=== YOUR INSTRUCTIONS ===
Express the listing below as a numbered list, starting at the line with "tile backsplash, find" and continuing up to and including the line with "steel appliance, find", with blank lines omitted and nothing outside that span.

Data entries:
■ ■ ■ ■ ■
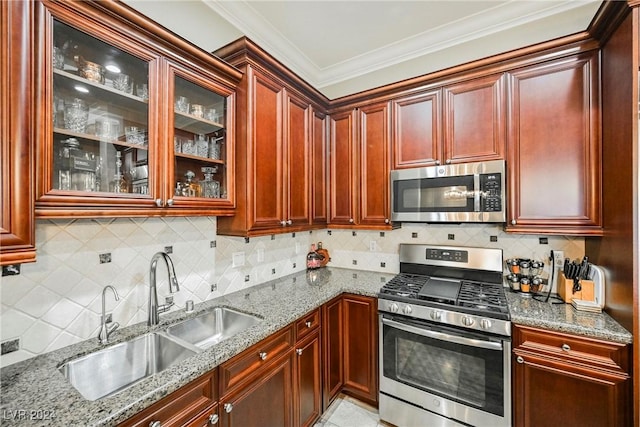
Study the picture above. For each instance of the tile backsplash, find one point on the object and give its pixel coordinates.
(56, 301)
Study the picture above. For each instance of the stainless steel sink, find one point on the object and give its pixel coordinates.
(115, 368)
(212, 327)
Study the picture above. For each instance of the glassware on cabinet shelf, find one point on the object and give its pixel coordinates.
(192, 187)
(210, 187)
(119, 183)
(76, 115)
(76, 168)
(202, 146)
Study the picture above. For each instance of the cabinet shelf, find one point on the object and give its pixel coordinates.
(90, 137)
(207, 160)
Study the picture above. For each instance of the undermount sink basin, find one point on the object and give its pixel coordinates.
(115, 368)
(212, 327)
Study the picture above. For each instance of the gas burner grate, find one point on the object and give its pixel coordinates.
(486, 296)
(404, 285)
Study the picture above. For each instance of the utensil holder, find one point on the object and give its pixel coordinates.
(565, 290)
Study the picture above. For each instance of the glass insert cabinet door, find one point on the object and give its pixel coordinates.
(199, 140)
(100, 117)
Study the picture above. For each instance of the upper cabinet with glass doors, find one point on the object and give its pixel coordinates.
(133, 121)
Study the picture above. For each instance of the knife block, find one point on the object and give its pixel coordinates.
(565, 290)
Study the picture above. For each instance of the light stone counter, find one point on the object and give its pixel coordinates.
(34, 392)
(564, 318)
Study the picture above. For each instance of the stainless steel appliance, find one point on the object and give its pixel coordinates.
■ ■ ■ ■ ■
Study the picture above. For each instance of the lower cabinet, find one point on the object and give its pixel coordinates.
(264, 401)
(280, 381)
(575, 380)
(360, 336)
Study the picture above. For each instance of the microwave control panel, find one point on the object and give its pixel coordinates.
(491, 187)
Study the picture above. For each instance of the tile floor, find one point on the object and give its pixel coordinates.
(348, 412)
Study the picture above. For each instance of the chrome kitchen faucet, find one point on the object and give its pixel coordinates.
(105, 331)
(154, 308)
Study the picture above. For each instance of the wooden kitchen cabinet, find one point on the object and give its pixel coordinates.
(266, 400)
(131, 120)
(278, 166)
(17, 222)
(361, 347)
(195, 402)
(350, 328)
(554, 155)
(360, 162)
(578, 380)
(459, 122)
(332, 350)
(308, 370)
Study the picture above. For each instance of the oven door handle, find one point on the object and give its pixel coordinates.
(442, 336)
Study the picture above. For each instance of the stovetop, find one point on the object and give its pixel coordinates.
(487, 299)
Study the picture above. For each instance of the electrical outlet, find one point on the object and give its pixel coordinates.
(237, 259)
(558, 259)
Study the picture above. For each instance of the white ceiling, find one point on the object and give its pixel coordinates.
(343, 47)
■ ■ ■ ■ ■
=== RESULT BELOW ===
1. Study the picture above. For each instance of the tile backsplash, find one point on the object and give its pixel coordinates.
2. (56, 301)
3. Study the picture above. For each instance of the stainless steel sink, find one point on the object and give its pixel coordinates.
4. (115, 368)
5. (212, 327)
6. Study the picture above. For each instance of the glassware on cabinet shelf, find one point on the object and give its pixel coordinates.
7. (192, 187)
8. (210, 187)
9. (119, 183)
10. (76, 115)
11. (76, 168)
12. (202, 146)
13. Study the picture above. For each instance of the cabinet shelf, find one point on the object and give its pixel coordinates.
14. (90, 137)
15. (207, 160)
16. Study the picture above. For each instance of the undermount sink basin, find one point on the object and give its pixel coordinates.
17. (115, 368)
18. (212, 327)
19. Study the picture above. For each instance of the gas burner grate, find one point on the object and give its pixel coordinates.
20. (486, 296)
21. (404, 285)
22. Study the picture above. For each instance of the utensil holder, find one point on the object and give its pixel coordinates.
23. (565, 290)
24. Study the picture above. For each instance of the glass insert cabinet door, find one point on the object and give its pixel coordinates.
25. (199, 140)
26. (100, 117)
27. Study the picture above. For each instance of the upper cabinet with glass doors, find one point on the object and give its pixel coordinates.
28. (133, 121)
29. Study the picture above. For each instance of the knife block, find one point on the object and give its pixel coordinates.
30. (565, 290)
31. Study the picture above. For each instance of the light stone counter, find one point on the object and give its pixel coordinates.
32. (34, 392)
33. (564, 318)
34. Study the picture above. For each instance of the stainless steel appliance, find one point on the object and give its pixel coordinates.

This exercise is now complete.